### [Problem requirements]
In the listing below, find each line with the string "interior" and return it.

### [Data for analysis]

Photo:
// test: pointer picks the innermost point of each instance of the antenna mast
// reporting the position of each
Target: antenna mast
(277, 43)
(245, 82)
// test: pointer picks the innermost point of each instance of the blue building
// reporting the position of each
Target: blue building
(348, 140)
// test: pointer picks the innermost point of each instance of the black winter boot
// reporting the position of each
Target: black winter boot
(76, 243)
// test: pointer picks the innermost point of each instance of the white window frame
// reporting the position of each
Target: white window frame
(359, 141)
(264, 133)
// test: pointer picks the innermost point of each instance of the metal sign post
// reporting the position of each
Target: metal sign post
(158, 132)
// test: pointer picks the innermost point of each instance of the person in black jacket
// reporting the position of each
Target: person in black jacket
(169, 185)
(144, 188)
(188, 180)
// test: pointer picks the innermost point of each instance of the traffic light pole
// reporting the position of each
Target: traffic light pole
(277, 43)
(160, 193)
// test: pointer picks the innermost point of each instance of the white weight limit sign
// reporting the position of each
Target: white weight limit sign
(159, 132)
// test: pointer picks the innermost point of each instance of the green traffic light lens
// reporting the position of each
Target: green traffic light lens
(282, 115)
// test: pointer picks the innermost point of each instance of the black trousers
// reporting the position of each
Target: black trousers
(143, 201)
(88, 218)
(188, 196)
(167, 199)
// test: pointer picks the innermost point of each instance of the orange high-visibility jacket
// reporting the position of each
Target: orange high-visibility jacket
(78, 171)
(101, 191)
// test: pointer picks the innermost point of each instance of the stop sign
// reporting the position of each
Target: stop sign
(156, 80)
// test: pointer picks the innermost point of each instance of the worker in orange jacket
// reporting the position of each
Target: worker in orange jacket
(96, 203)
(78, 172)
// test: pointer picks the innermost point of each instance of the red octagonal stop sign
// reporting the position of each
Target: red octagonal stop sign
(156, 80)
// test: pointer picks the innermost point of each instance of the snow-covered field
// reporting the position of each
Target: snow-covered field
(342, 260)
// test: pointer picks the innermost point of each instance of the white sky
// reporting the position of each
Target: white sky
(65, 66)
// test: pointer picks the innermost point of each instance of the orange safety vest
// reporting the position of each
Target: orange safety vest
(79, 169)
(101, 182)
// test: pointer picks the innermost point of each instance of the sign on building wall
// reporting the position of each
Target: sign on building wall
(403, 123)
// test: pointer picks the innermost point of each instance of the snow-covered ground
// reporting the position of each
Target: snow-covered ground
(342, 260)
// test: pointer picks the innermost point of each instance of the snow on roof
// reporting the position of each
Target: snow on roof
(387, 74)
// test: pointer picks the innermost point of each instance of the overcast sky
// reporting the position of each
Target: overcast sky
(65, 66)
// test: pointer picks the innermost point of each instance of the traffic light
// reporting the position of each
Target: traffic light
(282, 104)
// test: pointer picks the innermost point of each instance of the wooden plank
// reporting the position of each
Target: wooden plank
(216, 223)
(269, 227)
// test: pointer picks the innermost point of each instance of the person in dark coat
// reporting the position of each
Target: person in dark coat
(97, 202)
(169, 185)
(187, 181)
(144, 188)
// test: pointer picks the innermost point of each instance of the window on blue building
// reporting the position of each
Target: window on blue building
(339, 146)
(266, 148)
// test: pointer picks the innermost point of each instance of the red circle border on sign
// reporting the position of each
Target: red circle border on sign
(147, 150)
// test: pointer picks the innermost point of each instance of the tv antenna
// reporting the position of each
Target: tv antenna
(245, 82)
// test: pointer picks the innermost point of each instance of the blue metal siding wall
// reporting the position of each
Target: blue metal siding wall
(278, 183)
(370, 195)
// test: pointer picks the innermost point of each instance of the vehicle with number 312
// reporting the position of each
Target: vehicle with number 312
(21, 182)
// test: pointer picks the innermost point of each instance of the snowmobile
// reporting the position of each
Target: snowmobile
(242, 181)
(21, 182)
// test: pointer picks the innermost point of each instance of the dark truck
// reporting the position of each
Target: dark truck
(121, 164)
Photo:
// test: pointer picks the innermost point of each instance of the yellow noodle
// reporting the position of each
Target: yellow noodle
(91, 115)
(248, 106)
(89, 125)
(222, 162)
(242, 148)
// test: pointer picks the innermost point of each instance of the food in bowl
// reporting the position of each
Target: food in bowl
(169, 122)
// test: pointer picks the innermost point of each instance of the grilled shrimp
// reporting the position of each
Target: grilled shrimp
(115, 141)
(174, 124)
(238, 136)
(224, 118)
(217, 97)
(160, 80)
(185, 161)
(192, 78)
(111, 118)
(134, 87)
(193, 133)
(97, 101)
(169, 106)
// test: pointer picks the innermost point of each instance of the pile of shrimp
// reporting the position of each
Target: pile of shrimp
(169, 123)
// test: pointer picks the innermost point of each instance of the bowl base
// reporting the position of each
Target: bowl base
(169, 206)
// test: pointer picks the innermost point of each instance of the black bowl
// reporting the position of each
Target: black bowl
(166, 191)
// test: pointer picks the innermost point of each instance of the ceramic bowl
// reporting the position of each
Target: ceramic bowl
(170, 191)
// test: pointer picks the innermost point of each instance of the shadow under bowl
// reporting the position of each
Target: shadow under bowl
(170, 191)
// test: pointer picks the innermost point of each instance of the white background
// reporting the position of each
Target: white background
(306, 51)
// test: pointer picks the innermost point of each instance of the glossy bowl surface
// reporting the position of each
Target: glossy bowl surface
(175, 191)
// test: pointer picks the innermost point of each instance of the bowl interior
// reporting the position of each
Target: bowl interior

### [Response]
// test: pointer picks the innermost point of each instance of the bowl interior
Target: bowl interior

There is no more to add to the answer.